▸ **TO DO**
Output exactly, please, the lines of the records below from the one containing "Annotation task — locate each instance of the green tree in" through the final line.

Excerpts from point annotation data

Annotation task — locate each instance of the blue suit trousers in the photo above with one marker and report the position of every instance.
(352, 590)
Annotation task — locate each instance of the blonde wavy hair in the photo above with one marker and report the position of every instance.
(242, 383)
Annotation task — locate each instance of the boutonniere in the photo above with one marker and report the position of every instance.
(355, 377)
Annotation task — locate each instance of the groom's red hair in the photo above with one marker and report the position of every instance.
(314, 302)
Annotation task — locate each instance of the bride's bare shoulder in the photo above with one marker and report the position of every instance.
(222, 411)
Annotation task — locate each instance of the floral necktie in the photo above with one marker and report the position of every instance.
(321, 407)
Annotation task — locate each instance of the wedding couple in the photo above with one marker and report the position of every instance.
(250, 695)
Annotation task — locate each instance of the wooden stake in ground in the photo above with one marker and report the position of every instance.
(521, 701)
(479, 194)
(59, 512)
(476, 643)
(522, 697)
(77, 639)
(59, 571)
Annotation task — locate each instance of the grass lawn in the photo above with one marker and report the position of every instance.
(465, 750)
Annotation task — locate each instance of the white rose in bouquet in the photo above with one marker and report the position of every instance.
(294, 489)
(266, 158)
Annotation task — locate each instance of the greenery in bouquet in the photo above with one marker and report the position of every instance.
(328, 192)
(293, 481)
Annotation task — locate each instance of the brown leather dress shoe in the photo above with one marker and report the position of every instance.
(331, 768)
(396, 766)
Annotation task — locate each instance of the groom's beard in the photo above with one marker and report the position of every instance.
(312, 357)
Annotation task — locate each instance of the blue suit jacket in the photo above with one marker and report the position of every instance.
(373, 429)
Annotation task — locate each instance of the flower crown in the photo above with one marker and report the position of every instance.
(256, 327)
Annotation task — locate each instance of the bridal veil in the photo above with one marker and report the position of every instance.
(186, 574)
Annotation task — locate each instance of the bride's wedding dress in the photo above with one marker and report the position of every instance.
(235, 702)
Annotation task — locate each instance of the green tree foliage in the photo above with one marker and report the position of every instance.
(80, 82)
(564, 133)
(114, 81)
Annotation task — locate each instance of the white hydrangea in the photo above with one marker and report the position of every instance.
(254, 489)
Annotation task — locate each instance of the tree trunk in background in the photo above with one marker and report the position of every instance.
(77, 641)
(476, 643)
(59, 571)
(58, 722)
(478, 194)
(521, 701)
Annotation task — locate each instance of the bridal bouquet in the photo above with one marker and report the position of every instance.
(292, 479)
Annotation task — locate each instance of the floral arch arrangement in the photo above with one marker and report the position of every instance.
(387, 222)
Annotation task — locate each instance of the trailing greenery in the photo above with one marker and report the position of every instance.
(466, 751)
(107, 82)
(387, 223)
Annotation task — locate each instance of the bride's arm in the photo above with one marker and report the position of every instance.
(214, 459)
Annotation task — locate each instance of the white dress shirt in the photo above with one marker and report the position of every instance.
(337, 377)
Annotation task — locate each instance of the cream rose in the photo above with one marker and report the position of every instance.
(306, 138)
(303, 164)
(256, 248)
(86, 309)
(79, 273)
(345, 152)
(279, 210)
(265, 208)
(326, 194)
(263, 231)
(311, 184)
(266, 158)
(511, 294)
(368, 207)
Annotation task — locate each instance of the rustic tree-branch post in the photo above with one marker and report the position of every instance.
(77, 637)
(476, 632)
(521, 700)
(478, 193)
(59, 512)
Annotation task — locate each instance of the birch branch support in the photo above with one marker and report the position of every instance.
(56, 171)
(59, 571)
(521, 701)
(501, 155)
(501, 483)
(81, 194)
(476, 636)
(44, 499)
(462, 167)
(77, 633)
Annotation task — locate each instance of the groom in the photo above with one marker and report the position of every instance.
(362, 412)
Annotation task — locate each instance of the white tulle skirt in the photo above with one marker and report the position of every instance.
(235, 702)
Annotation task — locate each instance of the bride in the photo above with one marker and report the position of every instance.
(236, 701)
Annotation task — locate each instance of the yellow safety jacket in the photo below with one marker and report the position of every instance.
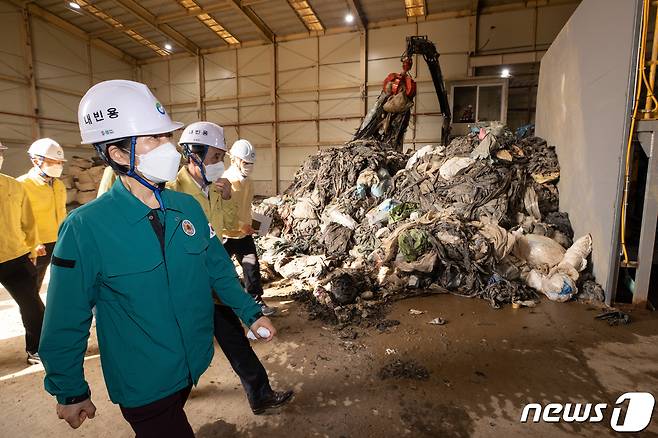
(19, 234)
(48, 203)
(237, 210)
(211, 204)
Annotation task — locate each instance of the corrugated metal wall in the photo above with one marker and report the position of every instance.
(65, 66)
(322, 86)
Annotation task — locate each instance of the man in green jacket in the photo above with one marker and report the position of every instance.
(147, 258)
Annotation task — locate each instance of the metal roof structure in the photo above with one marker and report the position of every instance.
(148, 29)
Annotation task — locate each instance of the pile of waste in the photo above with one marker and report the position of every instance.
(361, 224)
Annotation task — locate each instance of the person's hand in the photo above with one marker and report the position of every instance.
(224, 187)
(263, 321)
(76, 414)
(249, 230)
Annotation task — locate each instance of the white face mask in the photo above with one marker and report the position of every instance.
(214, 171)
(247, 169)
(160, 164)
(52, 170)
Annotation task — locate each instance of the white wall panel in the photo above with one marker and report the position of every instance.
(255, 61)
(11, 43)
(340, 75)
(337, 131)
(156, 76)
(256, 109)
(550, 21)
(297, 106)
(258, 84)
(106, 67)
(302, 133)
(449, 36)
(184, 80)
(340, 48)
(259, 135)
(222, 113)
(512, 29)
(59, 58)
(340, 104)
(389, 42)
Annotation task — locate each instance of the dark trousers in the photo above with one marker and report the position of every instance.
(244, 250)
(19, 277)
(162, 418)
(43, 262)
(237, 349)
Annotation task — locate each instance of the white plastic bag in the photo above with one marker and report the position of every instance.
(576, 256)
(342, 219)
(557, 287)
(304, 209)
(453, 166)
(538, 250)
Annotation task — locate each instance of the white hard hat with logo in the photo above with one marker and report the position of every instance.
(204, 133)
(243, 150)
(117, 109)
(47, 148)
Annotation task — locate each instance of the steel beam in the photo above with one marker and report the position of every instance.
(357, 12)
(26, 33)
(146, 17)
(647, 132)
(275, 124)
(201, 63)
(246, 11)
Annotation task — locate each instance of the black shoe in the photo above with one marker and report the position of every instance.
(33, 358)
(264, 308)
(274, 400)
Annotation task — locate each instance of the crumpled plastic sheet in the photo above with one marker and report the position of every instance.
(469, 224)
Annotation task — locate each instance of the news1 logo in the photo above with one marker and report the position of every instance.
(637, 418)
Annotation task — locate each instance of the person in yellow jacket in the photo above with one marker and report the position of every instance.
(204, 149)
(238, 230)
(18, 253)
(47, 195)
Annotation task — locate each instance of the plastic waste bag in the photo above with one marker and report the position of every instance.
(341, 218)
(304, 209)
(379, 188)
(381, 213)
(413, 243)
(557, 287)
(531, 203)
(453, 166)
(537, 250)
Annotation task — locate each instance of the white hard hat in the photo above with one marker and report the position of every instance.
(204, 133)
(117, 109)
(244, 150)
(47, 148)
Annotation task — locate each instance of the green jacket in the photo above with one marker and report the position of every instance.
(154, 315)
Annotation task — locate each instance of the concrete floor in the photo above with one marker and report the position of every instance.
(484, 365)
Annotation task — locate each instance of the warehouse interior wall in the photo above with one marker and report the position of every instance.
(64, 66)
(291, 98)
(583, 108)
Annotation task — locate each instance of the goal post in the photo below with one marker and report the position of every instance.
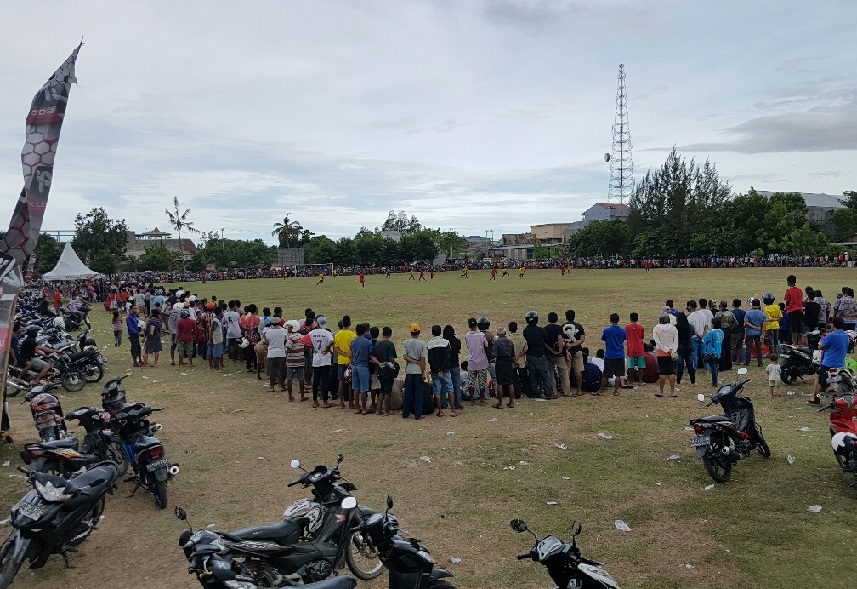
(313, 269)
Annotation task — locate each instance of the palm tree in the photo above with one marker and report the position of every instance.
(179, 221)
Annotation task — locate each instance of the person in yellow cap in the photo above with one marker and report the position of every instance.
(415, 355)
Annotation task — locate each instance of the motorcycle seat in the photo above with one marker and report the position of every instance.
(286, 529)
(710, 419)
(333, 583)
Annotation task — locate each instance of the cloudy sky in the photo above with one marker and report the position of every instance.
(472, 115)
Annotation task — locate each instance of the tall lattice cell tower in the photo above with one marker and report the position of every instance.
(621, 163)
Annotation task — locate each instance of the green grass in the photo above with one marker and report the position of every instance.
(753, 532)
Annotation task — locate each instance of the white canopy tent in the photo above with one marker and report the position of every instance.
(69, 267)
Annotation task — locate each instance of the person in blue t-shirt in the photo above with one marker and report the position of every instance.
(614, 353)
(834, 348)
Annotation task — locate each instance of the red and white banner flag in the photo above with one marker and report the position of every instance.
(44, 122)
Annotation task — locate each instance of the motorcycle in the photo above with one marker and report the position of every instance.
(54, 517)
(722, 440)
(314, 539)
(409, 564)
(566, 566)
(795, 363)
(152, 470)
(843, 432)
(204, 551)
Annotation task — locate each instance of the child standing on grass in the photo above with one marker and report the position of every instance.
(773, 370)
(117, 328)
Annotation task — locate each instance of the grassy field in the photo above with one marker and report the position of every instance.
(234, 441)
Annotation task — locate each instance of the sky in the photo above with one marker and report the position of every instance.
(475, 116)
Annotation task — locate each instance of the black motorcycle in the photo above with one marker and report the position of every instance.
(795, 363)
(722, 440)
(566, 566)
(409, 563)
(204, 551)
(315, 538)
(145, 452)
(54, 517)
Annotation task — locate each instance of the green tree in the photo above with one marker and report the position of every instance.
(100, 241)
(158, 258)
(291, 234)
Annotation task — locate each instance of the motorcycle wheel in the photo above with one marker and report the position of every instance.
(160, 491)
(12, 555)
(96, 375)
(361, 556)
(72, 381)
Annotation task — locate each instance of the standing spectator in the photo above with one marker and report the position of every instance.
(537, 365)
(794, 309)
(133, 323)
(321, 341)
(754, 327)
(634, 333)
(275, 361)
(415, 355)
(575, 336)
(505, 350)
(613, 337)
(666, 349)
(557, 356)
(153, 338)
(454, 367)
(439, 359)
(361, 348)
(712, 345)
(477, 361)
(383, 355)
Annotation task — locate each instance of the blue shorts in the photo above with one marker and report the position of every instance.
(360, 378)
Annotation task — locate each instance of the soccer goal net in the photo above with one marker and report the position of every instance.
(313, 269)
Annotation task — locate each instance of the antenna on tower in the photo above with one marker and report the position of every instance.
(621, 163)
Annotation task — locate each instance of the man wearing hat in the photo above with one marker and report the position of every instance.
(415, 355)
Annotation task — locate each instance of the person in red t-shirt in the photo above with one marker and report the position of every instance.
(794, 310)
(635, 349)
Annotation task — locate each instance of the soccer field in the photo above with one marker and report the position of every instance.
(234, 441)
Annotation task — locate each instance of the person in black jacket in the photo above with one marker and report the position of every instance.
(439, 364)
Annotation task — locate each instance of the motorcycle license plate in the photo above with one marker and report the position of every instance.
(32, 510)
(153, 466)
(700, 440)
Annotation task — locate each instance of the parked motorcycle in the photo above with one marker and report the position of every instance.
(145, 452)
(795, 363)
(722, 440)
(565, 564)
(54, 517)
(409, 563)
(843, 432)
(205, 550)
(315, 538)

▸ **OUTPUT OF THE TASK**
Annotation task — locate each instance of the green tree in the photo above with one marker and report the position of every instance.
(100, 241)
(158, 258)
(291, 234)
Annotation task — locate each instance of the motorcycle wheel in the photo above with one marker and report the position of every instance.
(160, 491)
(12, 555)
(96, 375)
(361, 556)
(72, 381)
Annotation task — locate each instance of the standing spectator in the photo above with one marker and report the position of every instance.
(537, 365)
(794, 309)
(133, 323)
(321, 341)
(754, 327)
(634, 333)
(275, 361)
(415, 355)
(575, 336)
(505, 350)
(613, 337)
(666, 349)
(557, 356)
(153, 338)
(454, 367)
(439, 359)
(361, 348)
(712, 345)
(477, 361)
(383, 355)
Annotation task — locate each instance of the blue shorts in the photo above with one marker and report the position of every instance.
(360, 378)
Annotation task — locate each instance of the soccer goal net in the photo above with one marker and report the position of every instance.
(313, 269)
Annotation task — locate each instance of the antenna on tower in the photo above with one marker and report the position of every instance.
(621, 163)
Annotation task — locate each instance of the man wearing hat in the photo above with one marker and report the position of every instance.
(415, 355)
Annotation task — locate each instance of the person in red t-shirt in the photo above with one marker and report the position of every instance.
(794, 310)
(635, 349)
Annotation task — locate each instance of the soccer field in the photo above with one marker and report the position of every instance.
(234, 441)
Annotation task — locate each instance of the person in black jacket in the photo above with one marker and report the position of every instance.
(439, 364)
Annotation task — locate each instance of the motorcycle license plate in the photo above with one marker and report the position of every instance.
(32, 510)
(153, 466)
(700, 440)
Annotation task — locate each instance of the parked motorcycle in the photo above with one marker and report the position of every instance.
(145, 452)
(795, 363)
(722, 440)
(565, 564)
(54, 517)
(409, 563)
(843, 432)
(205, 550)
(315, 538)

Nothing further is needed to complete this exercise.